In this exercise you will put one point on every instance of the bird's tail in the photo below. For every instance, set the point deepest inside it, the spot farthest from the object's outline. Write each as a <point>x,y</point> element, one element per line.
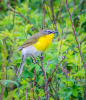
<point>21,65</point>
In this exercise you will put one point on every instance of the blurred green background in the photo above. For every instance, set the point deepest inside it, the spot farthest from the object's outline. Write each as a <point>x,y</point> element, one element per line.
<point>19,19</point>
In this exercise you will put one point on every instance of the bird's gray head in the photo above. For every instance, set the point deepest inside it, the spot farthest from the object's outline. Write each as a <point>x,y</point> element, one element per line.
<point>48,31</point>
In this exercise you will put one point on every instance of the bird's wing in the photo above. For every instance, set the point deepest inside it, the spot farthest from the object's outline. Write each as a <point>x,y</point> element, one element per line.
<point>33,39</point>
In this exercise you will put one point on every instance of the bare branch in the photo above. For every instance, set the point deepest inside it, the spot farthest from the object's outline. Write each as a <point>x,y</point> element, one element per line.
<point>34,81</point>
<point>77,7</point>
<point>75,36</point>
<point>55,70</point>
<point>43,14</point>
<point>79,13</point>
<point>53,16</point>
<point>46,83</point>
——————
* **YOUR OBJECTIVE**: Nothing but an exact transcription of the material, without pictures, should be returned.

* **RESPONSE BELOW**:
In this exercise you will put one point on every instance of the bird's tail in the photo below. For every instance, set the point deepest inside it, the spot farthest from the object's outline. Write each as a <point>x,y</point> element, one element per line.
<point>21,65</point>
In this exercise you will put one point on every instance of the blurred green background in the photo above. For every instance, set the point deepest inside it, the spot farthest from the object's outline. Write each as a <point>x,y</point> element, one element per line.
<point>19,19</point>
In this exercise you will put one point on every instance of the bird's gray head in the photo above. For every instance, set the point deepest inside it, the spot farthest from the object's outline. Write each as a <point>x,y</point> element, one element per line.
<point>48,31</point>
In this exercise you will put one point on every instance of the bird's wing in the photo above. For every instance, set the point deepest inside it, the spot farthest from the object's outline. Write each as a <point>x,y</point> element, one element per line.
<point>33,39</point>
In this exercise you will put one point on every instance of the bare branch in the photo above. For every instance, set the point deepest inside it, the spot farthest from the object's outline. Write each as a <point>x,y</point> element, one element per line.
<point>34,81</point>
<point>77,7</point>
<point>75,36</point>
<point>55,70</point>
<point>43,14</point>
<point>79,13</point>
<point>53,16</point>
<point>46,83</point>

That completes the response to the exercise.